PROBLEM SET:
a) Answer these questions from the post about storm damage at Green-Wood Cemetery:
(i) About how many trees does the cemetery have?
(ii) How many snapped-off branches are counted on the blue Atlas cedar?
(iii) How many rings were counted on the tree taken down last year?
b) Write out the passage of the post about storm damage at Green-Wood Cemetery between "Well, I guess" and "a century old.", inclusive.

--- EXTRACT Enclosed Below ---

Winter Not-So-Wonderland

Well, I guess Nature giveth and Nature taketh away.

We do have a great collection of trees at Green-Wood Cemetery–an expert from the Brooklyn Botanic Gardens recently described our trees as the best collection of mature trees in New York City. We have about 7,000 trees–some just getting started, some more than a century old.

The recents storms that swept through Brooklyn, with strong winds and wet snow, were not kind to Green-Wood Cemetery’s trees. Heavy snow and wind are never a good thing for trees. While it looks like no trees were uprooted by these forces, many (perhaps a hundred or so, by the estimate of our Superintendent of the Grounds, Art Presson) were damaged, most by having limbs snapped off. The beech tree pictured above was particularly hard hit–you can see the large section of this wonderful tree that has split off and fallen to the right. Because of the split along the trunk, this tree is likely a total loss.

And this blue Atlas cedar was also heavily damaged–I count 5 good-sized branches that have snapped off. You can see them scattered on the ground. Hopefully this lovely tree will survive.

It is a blessing that, with all these branches coming down, it does not appear that any monuments were damaged.

I was a bit depressed as I walked out of Green-Wood yesterday, having seen all this damage. But then I saw hellebores in bloom, witch hazel flowering, and daffodils with their foliage several inches out of the ground, getting ready for their show in a few weeks. It is all part of the cycle of life, the spring rebirth. Before we know it the trees will be leafing out, with that wonderful pale green color, the copper beeches will be sprouting their vividly-hued leaves, the bulbs will be blooming, and magnolias, azaleas, and rhodos will not be far behind. Let’s go spring! Are we ever ready!!!

1 thought on “Winter Not-So-Wonderland”

  1. I also drove and walked around for hours yesterday in the cemetery taking note of the damage and inspecting the trees and shrubs. It made me so sad to see these trees so broken and bent. As an amatuer naturalist and birder who has walked the grounds of Green-Wood for decades, I know our trees very well and, many of them are personal favorites. I can tell right away when a tree has been removed due to disease or other pertinent reason and Ill inquire about it because I love our trees. They are very special. The trees of Green-Wood attract many birds, they provide nest sites, shelter and their blooms and seeds provide food. Our mature yew trees, which are bent severely, allow certain birds to “overwinter” within its dense interior. Green-Wood has magnificent century old trees that are not found anywhere else in Brooklyn. As part of the Wednesday trolley tour, I talk about our trees and how magnificent and special they are. Some pre-date the cemetery. A tree had to be taken down by Dell Water last year. Cliff, our aborist and I, counted over 200 rings. More than 2 centuries old! It was there when the Battle of Brooklyn was fought on the cemetery grounds. As you stated, Nature giveth, nature taketh away. Many of us that love Green-Wood and its trees are sad over seeing our trees hurt like this.

    Spring is coming and with that is renewal. Green-Wood has the best aborists and groundskeepers in their field who love the trees and will do whatever they can to save them.

    If you havent visited Green-Wood lately, please come this spring and see the beauty of our magnificent trees. Come and see ” the best collection of mature trees in NYC” in addition to our wonderful sculptures, monuments and battlefield atop Battle Hill. Come and hear stories about the famous and infamous that reside within our beautiful 478 acres.

    Marge Raymond
    Green-Wood Historic Fund Tour Guide.

--- End of Enclosed EXTRACT ---
--- SUPPLIED RECORDS Enclosed Below ---

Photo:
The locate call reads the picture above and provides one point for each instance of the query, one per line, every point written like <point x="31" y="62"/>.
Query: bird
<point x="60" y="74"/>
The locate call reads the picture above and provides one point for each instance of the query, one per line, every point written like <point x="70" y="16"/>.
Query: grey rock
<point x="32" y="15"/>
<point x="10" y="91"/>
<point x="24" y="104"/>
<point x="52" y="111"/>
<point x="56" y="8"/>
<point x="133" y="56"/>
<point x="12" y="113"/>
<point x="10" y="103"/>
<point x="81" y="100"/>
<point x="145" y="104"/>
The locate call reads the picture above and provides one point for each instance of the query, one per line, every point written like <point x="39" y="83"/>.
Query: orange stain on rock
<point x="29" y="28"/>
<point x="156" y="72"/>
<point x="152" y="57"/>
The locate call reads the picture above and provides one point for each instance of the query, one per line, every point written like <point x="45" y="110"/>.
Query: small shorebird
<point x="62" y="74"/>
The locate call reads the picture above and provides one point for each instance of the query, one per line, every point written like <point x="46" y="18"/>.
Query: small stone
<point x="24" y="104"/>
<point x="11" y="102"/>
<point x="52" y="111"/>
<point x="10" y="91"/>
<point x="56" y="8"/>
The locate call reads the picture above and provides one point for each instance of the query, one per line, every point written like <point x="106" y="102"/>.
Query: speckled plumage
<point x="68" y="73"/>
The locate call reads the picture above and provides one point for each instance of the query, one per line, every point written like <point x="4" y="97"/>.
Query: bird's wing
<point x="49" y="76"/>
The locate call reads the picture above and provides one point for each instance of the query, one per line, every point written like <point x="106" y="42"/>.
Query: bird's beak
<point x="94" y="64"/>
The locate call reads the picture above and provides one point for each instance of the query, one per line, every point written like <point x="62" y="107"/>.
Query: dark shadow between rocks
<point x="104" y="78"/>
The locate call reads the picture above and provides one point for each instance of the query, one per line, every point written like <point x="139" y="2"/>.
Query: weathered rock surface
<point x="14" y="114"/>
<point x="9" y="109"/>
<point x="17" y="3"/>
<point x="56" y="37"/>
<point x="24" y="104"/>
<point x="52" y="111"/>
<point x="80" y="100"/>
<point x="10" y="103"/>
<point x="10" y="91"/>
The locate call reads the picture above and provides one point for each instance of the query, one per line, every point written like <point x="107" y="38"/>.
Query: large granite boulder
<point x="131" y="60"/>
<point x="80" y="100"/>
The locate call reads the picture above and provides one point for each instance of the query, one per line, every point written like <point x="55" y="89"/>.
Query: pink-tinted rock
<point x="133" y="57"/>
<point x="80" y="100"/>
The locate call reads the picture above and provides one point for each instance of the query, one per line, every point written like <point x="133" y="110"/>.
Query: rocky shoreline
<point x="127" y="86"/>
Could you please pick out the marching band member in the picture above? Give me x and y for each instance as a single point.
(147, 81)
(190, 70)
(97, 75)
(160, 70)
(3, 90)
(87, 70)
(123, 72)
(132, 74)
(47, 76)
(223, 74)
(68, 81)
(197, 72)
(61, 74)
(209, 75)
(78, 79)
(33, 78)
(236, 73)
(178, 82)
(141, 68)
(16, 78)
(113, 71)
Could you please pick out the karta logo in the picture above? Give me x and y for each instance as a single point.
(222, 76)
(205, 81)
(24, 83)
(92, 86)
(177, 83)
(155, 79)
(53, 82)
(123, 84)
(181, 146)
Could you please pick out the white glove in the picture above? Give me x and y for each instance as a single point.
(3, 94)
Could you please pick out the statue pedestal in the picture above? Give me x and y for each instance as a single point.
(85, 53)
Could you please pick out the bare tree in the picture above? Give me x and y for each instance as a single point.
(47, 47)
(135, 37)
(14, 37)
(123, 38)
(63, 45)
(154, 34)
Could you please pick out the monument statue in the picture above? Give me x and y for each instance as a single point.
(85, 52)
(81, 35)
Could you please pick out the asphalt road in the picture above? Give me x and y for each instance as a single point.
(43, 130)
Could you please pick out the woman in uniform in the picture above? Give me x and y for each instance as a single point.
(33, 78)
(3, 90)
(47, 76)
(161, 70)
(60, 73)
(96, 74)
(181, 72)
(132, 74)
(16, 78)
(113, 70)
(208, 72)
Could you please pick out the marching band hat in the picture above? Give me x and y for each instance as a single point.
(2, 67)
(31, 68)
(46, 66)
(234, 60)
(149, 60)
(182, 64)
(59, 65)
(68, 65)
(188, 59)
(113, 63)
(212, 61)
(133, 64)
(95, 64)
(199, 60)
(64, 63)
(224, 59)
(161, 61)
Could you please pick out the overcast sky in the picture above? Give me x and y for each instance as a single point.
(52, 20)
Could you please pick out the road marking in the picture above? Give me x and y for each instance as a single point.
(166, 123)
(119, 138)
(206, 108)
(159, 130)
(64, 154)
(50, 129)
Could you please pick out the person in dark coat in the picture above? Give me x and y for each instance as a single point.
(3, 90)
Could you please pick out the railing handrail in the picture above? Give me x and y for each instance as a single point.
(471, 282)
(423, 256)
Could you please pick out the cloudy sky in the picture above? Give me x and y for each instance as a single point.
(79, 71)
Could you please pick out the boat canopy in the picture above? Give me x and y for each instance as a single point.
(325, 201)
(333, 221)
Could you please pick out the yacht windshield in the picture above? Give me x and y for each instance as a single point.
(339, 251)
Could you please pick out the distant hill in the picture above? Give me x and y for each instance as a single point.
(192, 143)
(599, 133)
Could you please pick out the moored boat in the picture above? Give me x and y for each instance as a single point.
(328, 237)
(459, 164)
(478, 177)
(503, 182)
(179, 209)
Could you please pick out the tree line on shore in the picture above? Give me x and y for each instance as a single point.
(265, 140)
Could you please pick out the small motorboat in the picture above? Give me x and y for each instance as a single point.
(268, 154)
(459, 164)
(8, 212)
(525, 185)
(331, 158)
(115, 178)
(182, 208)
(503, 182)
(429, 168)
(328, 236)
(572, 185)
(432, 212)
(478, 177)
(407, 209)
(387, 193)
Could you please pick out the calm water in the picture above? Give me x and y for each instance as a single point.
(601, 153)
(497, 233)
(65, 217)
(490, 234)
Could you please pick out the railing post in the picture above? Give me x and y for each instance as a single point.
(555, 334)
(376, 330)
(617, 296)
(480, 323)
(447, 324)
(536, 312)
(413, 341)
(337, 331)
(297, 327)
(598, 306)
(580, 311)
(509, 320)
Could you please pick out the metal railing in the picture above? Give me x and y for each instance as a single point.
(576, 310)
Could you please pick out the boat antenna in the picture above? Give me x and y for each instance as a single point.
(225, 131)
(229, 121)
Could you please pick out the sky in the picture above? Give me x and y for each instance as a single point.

--- End of Enclosed SUPPLIED RECORDS ---

YOUR WRITTEN ANSWERS:
a)
(i) About 7,000.
(ii) Five.
(iii) Over 200.

b)
Well, I guess Nature giveth and Nature taketh away.

We do have a great collection of trees at Green-Wood Cemetery–an expert from the Brooklyn Botanic Gardens recently described our trees as the best collection of mature trees in New York City. We have about 7,000 trees–some just getting started, some more than a century old.